**WHAT IS NEEDED:**
Gather every line in the data below that contains the string "light". Treat uppercase and lowercase as different.

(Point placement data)
•••••

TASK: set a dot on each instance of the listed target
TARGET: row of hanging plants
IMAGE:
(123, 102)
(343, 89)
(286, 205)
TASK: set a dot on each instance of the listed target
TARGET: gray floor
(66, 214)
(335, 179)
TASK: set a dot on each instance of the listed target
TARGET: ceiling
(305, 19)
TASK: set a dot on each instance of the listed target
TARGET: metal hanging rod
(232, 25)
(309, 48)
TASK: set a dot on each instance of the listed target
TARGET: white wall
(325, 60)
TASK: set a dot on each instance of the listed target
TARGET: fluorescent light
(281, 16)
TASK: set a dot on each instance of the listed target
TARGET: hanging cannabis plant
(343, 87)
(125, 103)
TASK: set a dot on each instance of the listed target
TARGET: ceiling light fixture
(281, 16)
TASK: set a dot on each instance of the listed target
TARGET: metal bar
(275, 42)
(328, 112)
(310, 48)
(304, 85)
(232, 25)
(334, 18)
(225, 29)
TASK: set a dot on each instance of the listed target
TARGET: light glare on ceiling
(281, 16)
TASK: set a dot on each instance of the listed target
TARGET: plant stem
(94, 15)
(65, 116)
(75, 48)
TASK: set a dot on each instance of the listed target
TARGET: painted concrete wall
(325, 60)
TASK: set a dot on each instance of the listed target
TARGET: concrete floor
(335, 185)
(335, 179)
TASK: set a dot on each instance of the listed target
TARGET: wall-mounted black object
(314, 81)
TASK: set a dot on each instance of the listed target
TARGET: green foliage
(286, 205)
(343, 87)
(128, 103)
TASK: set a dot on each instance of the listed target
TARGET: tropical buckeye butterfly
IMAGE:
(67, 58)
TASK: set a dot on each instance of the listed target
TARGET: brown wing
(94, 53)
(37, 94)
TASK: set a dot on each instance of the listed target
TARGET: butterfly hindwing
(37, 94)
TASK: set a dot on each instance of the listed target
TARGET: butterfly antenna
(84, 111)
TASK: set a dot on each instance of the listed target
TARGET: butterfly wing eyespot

•••••

**ANSWER TO THIS EXERCISE:**
TARGET: fluorescent light
TARGET: ceiling light fixture
TARGET: light glare on ceiling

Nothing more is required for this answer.